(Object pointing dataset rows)
■ ■ ■ ■ ■ ■ ■

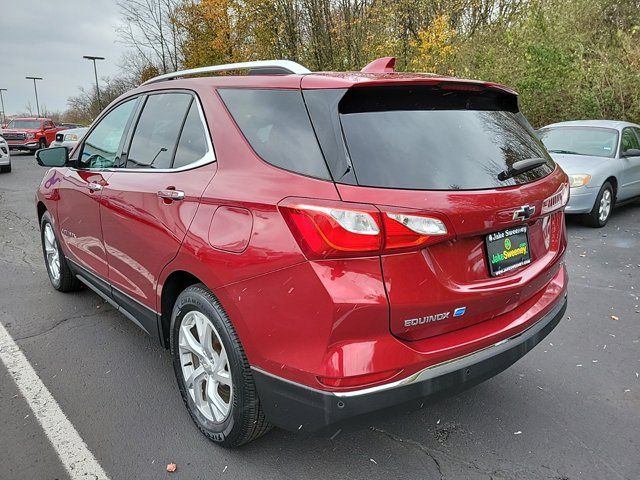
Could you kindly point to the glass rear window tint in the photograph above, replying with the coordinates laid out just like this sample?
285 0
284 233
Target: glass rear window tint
193 140
426 139
156 134
277 126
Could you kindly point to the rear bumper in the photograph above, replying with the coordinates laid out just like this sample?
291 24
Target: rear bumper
296 407
582 200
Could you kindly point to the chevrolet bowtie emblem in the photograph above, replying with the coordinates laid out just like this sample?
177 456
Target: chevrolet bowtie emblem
523 213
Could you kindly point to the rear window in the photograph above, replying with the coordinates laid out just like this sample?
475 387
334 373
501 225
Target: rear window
592 141
277 126
430 139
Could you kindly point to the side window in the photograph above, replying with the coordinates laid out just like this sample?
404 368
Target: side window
156 134
629 140
192 145
101 146
277 126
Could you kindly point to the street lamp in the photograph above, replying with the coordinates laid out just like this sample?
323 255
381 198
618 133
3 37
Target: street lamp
95 72
36 90
4 114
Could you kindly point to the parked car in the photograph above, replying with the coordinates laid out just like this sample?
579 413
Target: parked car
312 247
30 133
5 156
69 138
602 159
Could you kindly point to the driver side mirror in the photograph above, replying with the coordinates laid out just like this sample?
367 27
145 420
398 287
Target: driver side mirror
52 157
632 152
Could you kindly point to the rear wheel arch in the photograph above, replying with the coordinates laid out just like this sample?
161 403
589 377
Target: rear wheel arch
175 283
41 211
614 183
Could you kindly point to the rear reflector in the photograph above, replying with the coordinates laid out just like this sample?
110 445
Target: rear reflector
331 229
358 380
556 201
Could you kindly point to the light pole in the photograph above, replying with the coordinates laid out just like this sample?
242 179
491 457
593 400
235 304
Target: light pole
36 90
4 114
95 72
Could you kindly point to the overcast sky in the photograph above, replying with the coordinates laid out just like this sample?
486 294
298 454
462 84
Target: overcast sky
47 38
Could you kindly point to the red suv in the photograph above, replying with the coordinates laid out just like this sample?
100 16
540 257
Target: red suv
30 133
313 247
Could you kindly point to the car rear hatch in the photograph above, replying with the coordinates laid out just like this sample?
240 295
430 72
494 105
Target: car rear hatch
463 157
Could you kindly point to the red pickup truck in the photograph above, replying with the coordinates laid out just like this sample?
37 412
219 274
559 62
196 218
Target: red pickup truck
30 133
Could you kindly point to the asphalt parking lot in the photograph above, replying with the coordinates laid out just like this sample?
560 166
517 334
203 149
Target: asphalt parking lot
569 410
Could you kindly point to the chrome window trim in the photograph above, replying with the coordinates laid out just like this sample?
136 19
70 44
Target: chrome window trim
208 157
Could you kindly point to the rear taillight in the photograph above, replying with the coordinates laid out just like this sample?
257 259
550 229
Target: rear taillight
327 229
556 201
404 231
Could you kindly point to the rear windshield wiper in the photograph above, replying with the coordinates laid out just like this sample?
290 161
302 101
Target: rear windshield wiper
565 152
521 167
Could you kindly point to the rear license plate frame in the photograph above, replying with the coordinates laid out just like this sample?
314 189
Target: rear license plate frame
508 250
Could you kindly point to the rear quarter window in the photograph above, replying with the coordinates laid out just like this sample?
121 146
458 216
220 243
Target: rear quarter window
277 126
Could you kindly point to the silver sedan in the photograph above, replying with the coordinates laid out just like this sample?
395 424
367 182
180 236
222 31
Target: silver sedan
602 159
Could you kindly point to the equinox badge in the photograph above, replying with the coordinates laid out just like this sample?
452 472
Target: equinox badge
412 322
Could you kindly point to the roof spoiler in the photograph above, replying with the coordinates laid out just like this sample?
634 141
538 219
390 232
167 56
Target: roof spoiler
381 65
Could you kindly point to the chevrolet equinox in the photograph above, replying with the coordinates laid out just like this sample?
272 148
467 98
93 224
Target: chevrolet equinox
313 247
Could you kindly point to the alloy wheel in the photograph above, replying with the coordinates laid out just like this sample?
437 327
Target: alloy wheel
52 253
205 366
604 208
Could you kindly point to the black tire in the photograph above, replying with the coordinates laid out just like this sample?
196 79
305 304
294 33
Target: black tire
66 281
594 218
245 421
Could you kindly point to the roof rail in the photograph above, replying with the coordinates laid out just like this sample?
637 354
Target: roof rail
269 67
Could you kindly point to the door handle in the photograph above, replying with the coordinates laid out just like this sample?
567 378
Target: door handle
171 194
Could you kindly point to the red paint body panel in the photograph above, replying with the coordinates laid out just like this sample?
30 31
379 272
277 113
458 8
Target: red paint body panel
300 319
230 229
142 232
33 134
78 216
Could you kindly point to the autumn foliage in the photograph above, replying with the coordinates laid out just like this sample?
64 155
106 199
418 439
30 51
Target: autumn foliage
567 58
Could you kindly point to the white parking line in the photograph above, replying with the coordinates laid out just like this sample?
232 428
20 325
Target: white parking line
73 452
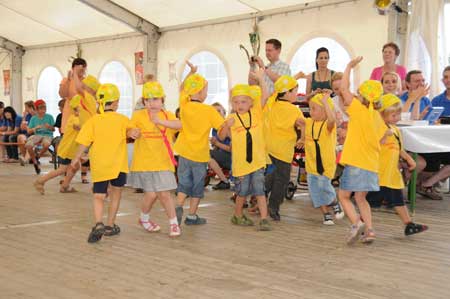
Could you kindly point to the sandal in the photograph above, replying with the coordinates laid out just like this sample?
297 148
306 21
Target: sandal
413 228
429 193
112 230
97 232
67 190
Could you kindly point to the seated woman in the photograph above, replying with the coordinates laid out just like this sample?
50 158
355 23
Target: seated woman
220 154
11 128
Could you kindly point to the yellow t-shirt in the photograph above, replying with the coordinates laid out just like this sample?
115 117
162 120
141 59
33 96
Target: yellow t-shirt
150 152
280 132
68 147
88 107
362 144
197 120
389 172
108 154
327 144
239 164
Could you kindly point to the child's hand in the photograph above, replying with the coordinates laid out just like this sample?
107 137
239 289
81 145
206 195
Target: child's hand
355 61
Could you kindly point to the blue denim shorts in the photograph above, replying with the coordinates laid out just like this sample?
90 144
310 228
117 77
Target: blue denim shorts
251 184
321 190
191 177
357 179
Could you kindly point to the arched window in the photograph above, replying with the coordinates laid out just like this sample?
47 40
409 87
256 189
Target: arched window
48 89
212 68
304 59
116 73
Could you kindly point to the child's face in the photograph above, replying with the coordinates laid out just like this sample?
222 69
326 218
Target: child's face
317 112
391 118
241 104
390 84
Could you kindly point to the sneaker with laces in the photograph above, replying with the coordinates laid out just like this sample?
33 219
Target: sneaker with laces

■ ■ ■ ■ ■ ■ ■

→ WHAT YOU SHOULD DO: From the material above, reproduce everything verbatim except the pictures.

→ FINISHED TASK:
Could you kindly point to the glass rear window tint in the photograph above, replying with the coordinates laid out just like this sample?
285 0
284 233
Target: glass rear window tint
193 140
426 139
156 134
277 126
Could you kindly point to the rear bumper in the photograph above, replying with the coordinates laid out just like this sample?
291 24
Target: rear bumper
296 407
582 200
Could you kindly point to the chevrolet bowtie emblem in the photograph above, replying with the coordinates laid out just like this sample?
177 456
Target: chevrolet bowtie emblem
523 213
Could you kindly point to the rear window in the photograph above, replying with the coordinates laid out just like this sample?
475 387
334 373
501 225
Target: rear window
592 141
277 126
430 139
Could you kindly point to the side window in the photograph above, replying with the coordinates laid out just like this sample?
404 368
Target: side window
156 134
629 140
192 145
101 146
277 126
Could you kindly point to the street lamp in the photograph above, replying with the coordinates laid out just like this sample?
323 255
381 198
618 133
3 37
Target: street lamp
95 72
36 90
4 114
Could you kindly point to the parked car in the photograph above, replying with the coordinates laid out just like this sample?
579 413
Target: parked car
312 247
30 133
5 156
69 138
602 159
Could you kindly point to the driver side mirror in the photograph above, replying with the coordinates laid out just like this sample?
367 27
145 420
398 287
Target: driver side mirror
52 157
632 152
Could you kindly point to the rear wheel arch in the photograph above, replying with the coordinates laid out just like this sample?
161 403
589 377
Target: rear wheel arch
175 283
41 211
614 183
Could you kindly point to the rear reflector in the photograph above, replying with the coordinates laid out just like this sample?
110 445
Target: rear reflector
331 229
358 380
556 201
Could you kindly point to the light pole in the photograph above, replying with the coordinates laid out just like this sample?
242 179
491 457
593 400
235 304
Target: light pole
36 90
4 114
95 72
Could you kindly point to the overcast sky in the photograph above, replying with the coordinates laid out just like this sample?
486 294
298 454
462 84
Target: overcast sky
47 38
Could you kindly point to the red suv in the photograph above, replying with the coordinates laid out just like this sample?
100 16
540 257
Target: red suv
30 133
313 247
Could you kindly point to the car rear hatch in the photograph above, replying with the coordinates laid out just like this sample?
240 295
430 72
494 105
Target: car rear hatch
463 157
Could you kindly point to the red pickup truck in the photograph above, replying with the coordinates laid out just like this sample?
37 412
219 274
559 62
196 218
Target: red pickup truck
30 133
Could you kindly point to the asphalt parking lot in the photograph above, replying with the coordinates laid out just like this sample?
560 166
517 334
203 149
Target: asphalt parking lot
569 410
Could you kindly point to the chrome window trim in the photograph above, replying with the coordinates laid out just like this sample?
136 19
70 44
Target: chrome window trim
208 157
Could you kindly point to the rear taillight in the photograph above, replying with the coordinates laid out just like this sample?
257 259
550 229
Target: rear taillight
327 229
556 201
404 231
Could you kindly point to the rear windshield wiper in the photograph above, replying with the coordinates laid out just like this sample?
290 161
302 101
Target: rear windshield wiper
565 152
521 167
Could you kindly point to the rear license plate frame in the photograph above, replying with the coordinates laid out just like this sample?
314 189
Target: rear license plate frame
508 250
Could you kindly point to the rear quarter window in the photograph above, replying with the coordinates laid out just like this sample?
121 146
458 216
220 243
Target: rear quarter window
277 126
Could you kindly point to the silver sedan in the photograph above, replying with the coordinates laid out just like this sample?
395 424
367 182
180 236
222 31
Target: silver sedan
602 159
Could you kindly point to the equinox badge in the photograph above, replying with the coordinates laid out just like this sample?
452 472
Target: equinox badge
412 322
Could you kindly point to the roof spoiler in the photograph above, replying with the coordinates laid out just like this sample?
634 141
538 219
390 232
167 56
Target: roof spoiler
381 65
Could you kindly point to the chevrolet equinox in the photograph above, replying with the coordinates laid out just like this sample?
272 148
467 98
93 224
Target: chevrolet equinox
313 247
Could you kindly point to the alloy wheel in the photograph above, replying with the coordinates laid out just like this sample?
437 327
Target: alloy wheel
52 253
205 366
604 208
Could you kindly point to the black tire in the photograph above, replying with the coordinates laid out just like this sample?
196 79
305 304
294 33
Target: black tire
66 281
594 218
245 421
Could you kindly point to the roof rail in the photograph above, replying with the coordinates laid out just like this sample?
637 354
Target: roof rail
269 67
Could you kindly point to the door handle in the photograph above, replying with the coordinates laid out just like this sample?
567 378
Target: door handle
171 194
Could you kindly point to the red paint body panel in the photograph above, replying with the coordinates laid out just like this sample?
30 31
379 272
277 113
458 8
Target: red paint body panel
300 319
230 229
142 232
33 134
78 216
Could you kindly point to the autumn foliage in the photograph above, replying with the coordinates laid out just like this sample?
64 155
106 199
418 439
30 51
Target: autumn foliage
567 58
Could you kindly point to the white parking line in the photograph above, replying with the coordinates laid out just like this sample?
232 428
20 325
Target: white parking line
73 452
Could you kindly point to the sandal in the photograph above, replying with the coordinates laid out just like this sample?
297 148
306 21
Target: sandal
413 228
429 193
112 230
97 232
67 190
Could you kindly point to the seated woman in the photograph above, replying with the coordinates laid out just like this sample?
50 158
355 23
Target: seated woman
220 154
11 128
Could you kindly point to the yellow t-shirt in the photograph above, replying with the coordinates laid out just like this sample?
115 117
162 120
141 59
33 96
Target: yellow t-shirt
150 152
280 132
68 147
88 107
362 144
197 120
389 172
108 154
327 144
239 164
Could you kindly point to the child's hand in the photograph above, replying with the coordinates laid out just like this sample?
107 137
239 289
81 145
206 195
Target: child's hand
355 61
Could you kindly point to the blue denim shorts in the photograph above, replying with the coordinates laid out just like this sample?
90 144
310 228
117 77
Target: blue denim shorts
251 184
321 190
191 177
357 179
Could you kindly point to the arched window in the photograph above, replying with the coordinates laid out just like this sample?
47 40
409 87
256 189
Target: arched window
48 89
212 68
304 59
116 73
Could you kindly point to the child's face in the photograph above, replying with the coordinates laid out just like this sample?
222 69
326 218
Target: child's face
317 112
391 118
241 104
390 84
Could you kindly point to the sneaker with laces in the photograph above, replying with the coordinates laid out just like this sample?
33 219
Target: sneaker with laces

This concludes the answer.